### Kutipan Dokumen

- - - -

Selanjutnya, ia tidak memaksakan mereka untuk mempercayai apa yang
disampaikannya saat mereka membenci. Kalimat tauhid (tiada Tuhan selain Allah)
tidak dapat dipaksakan atas seseorang. Ia memberitahukan kepada mereka bahwa ia
tidak meminta imbalan dari mereka atas dakwahnya. Ia tidak meminta harta dari
mereka sehingga memberatkan mereka. Sesungguhnya ia hanya mengharapkan pahala
(imbalan) dari Allah SWT. Allahlah yang memberi pahala kepadanya. Nabi Nuh
menerangkan kepada mereka bahwa ia tidak dapat mengusir orang-orang yang
beriman kepada Allah SWT. Meskipun sebagai Nabi, ia memiliki keterbatasan dan
keterbatasan itu adalah tidak diberikannya hak baginya untuk mengusir
orang-orang yang beriman karena dua alasan. Bahwa mereka akan bertemu dengan
Alllah SWT dalam keadaan beriman kepada-Nya, maka bagaimana ia akan mengusir
orang yang beriman kepada Allah SWT, kemudian seandainya ia mengusir mereka,
maka mereka akan menentangnya di hadapan Allah SWT. Ini berakibat pada
pemberian pahala dari Allah SWT atas keimanan mereka dan balasan-Nya atas siapa
pun yang mengusir mereka. Maka siapakah yang dapat menolong Nabi Nuh dari siksa
Allah SWT seandainya ia mengusir me reka?

- - - -

### Bagian Data
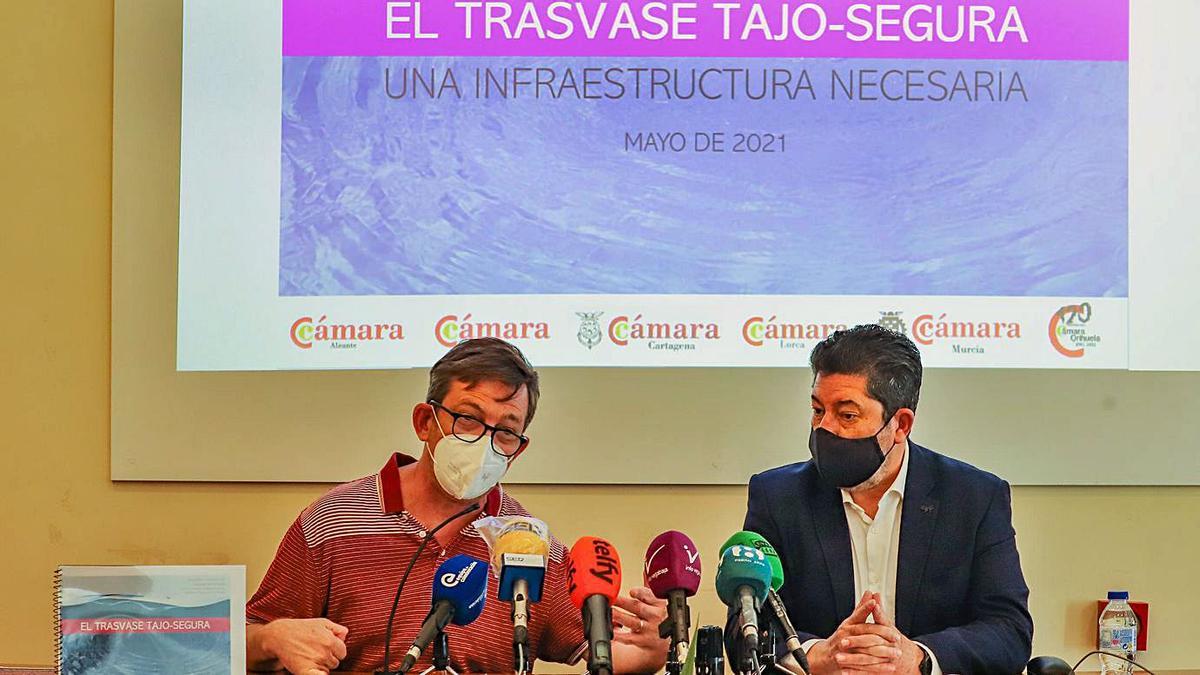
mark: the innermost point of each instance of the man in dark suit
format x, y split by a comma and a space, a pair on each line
924, 543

- - - -

### Soal 1
Apa terjemahan bahasa Inggris dari kalimat "Kalimat tauhid (tiada Tuhan selain Allah) tidak dapat dipaksakan atas seseorang." dalam kutipan tentang dakwah Nabi Nuh?
### Soal 2
Bisakah Anda meneruskan kutipan tentang dakwah Nabi Nuh, dimulai tepat setelah kalimat terakhirnya?
Daftar di atas tidak ada hubungannya dengan kutipan dokumen.

### Jawaban 1
The declaration of monotheism (there is no god but Allah) cannot be forced upon anyone.

### Jawaban 2
Demikianlah Nabi Nuh menunjukkan bahwa permintaan
kaumnya agar ia mengusir orang-orang mukmin adalah tindakan bodoh dari mereka.
Nabi Nuh kembali menyatakan bahwa ia tidak dapat melakukan sesuatu yang di luar
wewenangnya, dan ia memberitahu mereka akan kerendahannya dan kepatuhannya
kepada Allah SWT. Ia tidak dapat melakukan sesuatu yang merupakan bagian dari
kekuasaan Allah SWT, yaitu pemberian nikmat-Nya kepada hamba-hamba-Nya yang
dikehendaki-Nya. Ia tidak mengetahui ilmu gaib, karena ilmu gaib hanya khusus
dimiliki oleh Allah SWT. Ia juga memberitahukan kepada mereka bahwa ia bukan
seorang raja, yakni kedudukannya bukan seperti kedudukan para malaikat.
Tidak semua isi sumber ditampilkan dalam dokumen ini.